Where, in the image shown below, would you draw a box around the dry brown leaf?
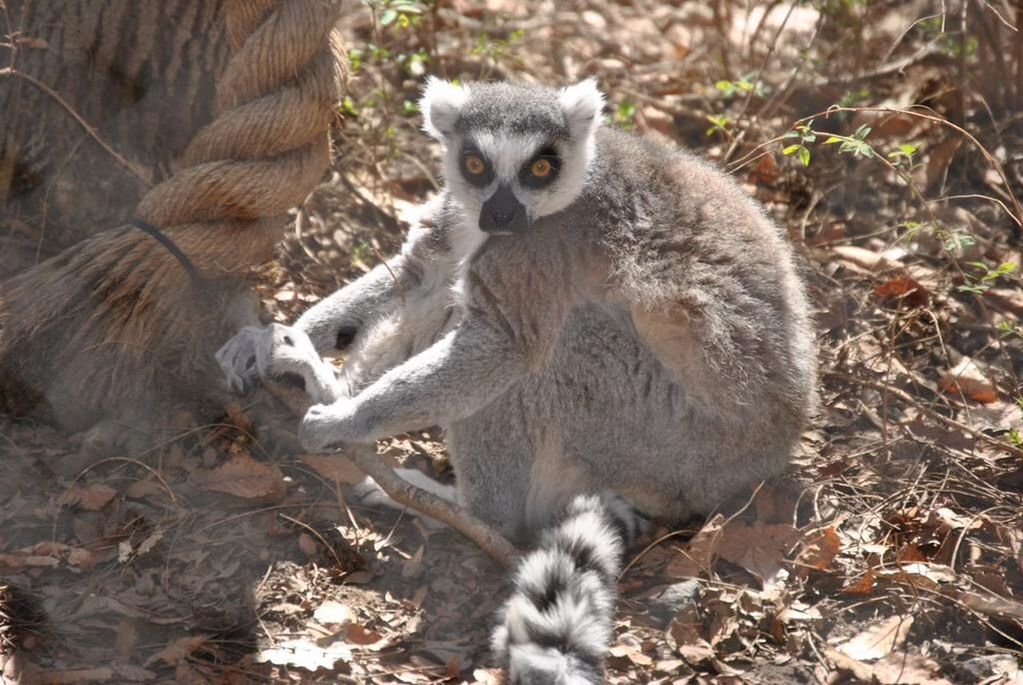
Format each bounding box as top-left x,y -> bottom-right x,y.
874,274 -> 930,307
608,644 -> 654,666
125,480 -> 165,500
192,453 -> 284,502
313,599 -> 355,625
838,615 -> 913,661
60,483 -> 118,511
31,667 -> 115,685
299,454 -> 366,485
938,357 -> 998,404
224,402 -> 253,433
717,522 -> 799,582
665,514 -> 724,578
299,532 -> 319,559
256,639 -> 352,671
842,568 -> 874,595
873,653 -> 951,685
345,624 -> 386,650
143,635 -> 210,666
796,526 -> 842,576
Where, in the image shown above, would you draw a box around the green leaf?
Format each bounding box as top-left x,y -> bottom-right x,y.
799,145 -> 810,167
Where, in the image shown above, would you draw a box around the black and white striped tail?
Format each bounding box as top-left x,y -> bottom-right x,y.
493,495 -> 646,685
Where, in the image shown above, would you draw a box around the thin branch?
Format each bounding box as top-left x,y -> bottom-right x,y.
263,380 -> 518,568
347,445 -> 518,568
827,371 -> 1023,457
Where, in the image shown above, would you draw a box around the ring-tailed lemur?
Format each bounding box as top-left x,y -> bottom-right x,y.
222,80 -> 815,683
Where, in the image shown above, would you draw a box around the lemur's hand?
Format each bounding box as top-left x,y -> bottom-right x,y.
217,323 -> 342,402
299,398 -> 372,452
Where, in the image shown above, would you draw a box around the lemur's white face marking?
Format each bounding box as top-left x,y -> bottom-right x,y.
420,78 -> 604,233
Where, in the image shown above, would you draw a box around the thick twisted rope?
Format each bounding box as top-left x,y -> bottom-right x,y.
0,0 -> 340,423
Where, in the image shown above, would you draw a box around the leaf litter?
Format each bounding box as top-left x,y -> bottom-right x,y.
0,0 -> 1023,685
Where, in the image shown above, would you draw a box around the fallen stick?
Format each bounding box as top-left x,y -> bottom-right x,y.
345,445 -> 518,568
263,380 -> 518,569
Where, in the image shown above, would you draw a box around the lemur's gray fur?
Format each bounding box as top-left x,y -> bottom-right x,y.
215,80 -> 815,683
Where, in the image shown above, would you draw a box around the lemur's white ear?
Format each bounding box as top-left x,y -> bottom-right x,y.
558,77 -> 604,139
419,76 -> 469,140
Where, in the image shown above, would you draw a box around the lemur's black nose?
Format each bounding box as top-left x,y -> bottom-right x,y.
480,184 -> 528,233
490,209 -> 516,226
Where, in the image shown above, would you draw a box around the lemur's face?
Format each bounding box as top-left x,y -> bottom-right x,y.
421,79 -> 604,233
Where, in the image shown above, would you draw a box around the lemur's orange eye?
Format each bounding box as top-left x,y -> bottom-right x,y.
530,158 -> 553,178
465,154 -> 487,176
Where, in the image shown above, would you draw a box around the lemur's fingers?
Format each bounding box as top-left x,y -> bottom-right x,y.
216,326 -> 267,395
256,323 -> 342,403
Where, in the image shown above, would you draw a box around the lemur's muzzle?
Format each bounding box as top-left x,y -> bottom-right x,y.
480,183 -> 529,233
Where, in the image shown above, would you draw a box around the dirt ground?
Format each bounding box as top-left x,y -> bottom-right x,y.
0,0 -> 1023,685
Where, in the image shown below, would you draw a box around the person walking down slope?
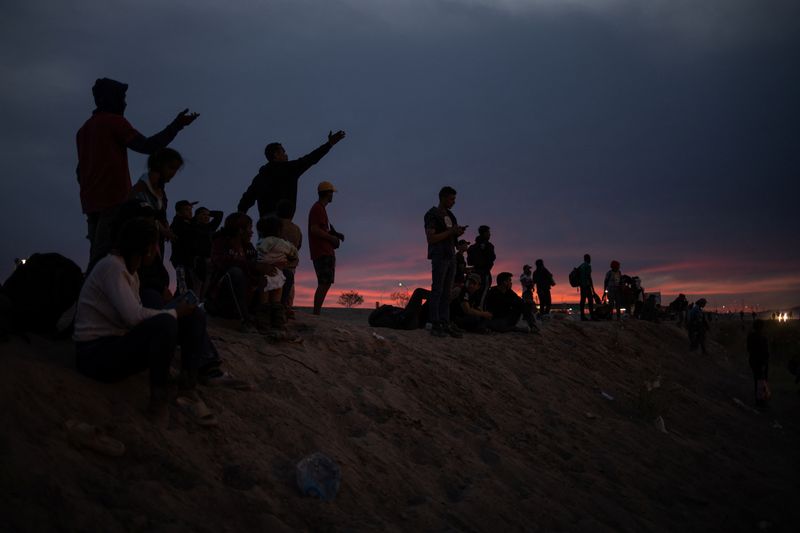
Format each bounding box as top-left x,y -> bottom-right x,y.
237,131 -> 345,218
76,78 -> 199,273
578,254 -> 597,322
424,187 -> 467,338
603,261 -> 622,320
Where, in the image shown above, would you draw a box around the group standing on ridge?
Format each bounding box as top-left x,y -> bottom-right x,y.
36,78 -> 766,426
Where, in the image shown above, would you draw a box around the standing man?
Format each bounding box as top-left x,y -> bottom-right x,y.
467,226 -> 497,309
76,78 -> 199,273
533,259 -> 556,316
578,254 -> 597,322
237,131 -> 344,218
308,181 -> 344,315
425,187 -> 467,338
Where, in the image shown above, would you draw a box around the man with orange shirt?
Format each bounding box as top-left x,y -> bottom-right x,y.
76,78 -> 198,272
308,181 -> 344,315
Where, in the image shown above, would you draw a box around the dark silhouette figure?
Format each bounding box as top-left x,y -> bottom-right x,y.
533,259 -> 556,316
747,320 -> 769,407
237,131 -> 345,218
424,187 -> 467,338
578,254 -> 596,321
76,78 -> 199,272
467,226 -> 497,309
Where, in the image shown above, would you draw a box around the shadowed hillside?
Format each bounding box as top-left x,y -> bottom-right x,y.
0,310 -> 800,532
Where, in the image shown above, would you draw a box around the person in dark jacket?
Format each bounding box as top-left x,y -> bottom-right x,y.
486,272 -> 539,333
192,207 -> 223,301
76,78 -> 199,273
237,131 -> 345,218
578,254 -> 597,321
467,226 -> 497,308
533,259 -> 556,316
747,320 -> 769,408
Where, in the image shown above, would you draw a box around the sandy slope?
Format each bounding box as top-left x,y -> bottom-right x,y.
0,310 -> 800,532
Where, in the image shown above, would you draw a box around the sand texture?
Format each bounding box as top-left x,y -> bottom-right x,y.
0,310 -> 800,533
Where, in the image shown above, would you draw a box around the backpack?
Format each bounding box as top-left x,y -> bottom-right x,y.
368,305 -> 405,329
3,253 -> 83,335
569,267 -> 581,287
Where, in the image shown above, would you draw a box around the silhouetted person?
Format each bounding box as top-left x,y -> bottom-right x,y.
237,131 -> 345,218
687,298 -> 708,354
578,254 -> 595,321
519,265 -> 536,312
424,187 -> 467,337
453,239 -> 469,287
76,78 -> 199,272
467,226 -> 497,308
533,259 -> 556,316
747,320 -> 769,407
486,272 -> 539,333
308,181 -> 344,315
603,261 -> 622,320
...
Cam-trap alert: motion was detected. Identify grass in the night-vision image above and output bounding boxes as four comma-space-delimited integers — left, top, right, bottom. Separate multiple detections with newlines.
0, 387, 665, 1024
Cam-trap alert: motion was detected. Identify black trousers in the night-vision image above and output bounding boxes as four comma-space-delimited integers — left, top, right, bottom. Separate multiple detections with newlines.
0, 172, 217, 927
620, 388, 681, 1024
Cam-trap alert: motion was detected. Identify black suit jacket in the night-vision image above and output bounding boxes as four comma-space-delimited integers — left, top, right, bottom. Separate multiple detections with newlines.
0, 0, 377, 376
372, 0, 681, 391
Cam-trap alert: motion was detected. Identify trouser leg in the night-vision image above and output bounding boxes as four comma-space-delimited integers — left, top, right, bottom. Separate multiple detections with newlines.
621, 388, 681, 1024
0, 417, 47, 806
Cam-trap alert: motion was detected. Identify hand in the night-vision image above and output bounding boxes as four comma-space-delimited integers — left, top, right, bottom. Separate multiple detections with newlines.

## Instruksi Tugas
Tuliskan ulang kata demi kata bagian daftar di atas, mulai dari baris yang memuat "walking down slope?" sampai baris yang memuat "425,187 -> 467,338", termasuk kedua baris tersebut. Jangan sertakan gambar dalam jawaban.

## Jawaban Tugas
Where, in the image shown below, would you draw a box around the person walking down slope?
Format each bounding box as top-left x,y -> bottom-right x,y.
237,131 -> 345,218
76,78 -> 199,273
578,254 -> 597,322
424,187 -> 467,338
603,261 -> 622,320
Where, in the image shown above, would you draw a box around the group standing on ridge?
Format each bounding box as top-left x,y -> bottom-right x,y.
36,78 -> 766,426
Where, in the image shown above, would you draw a box around the standing man?
Format each bounding box as top-left x,y -> bottom-right x,y.
467,226 -> 497,309
76,78 -> 199,273
533,259 -> 556,316
578,254 -> 597,322
237,131 -> 344,218
308,181 -> 344,315
425,187 -> 467,338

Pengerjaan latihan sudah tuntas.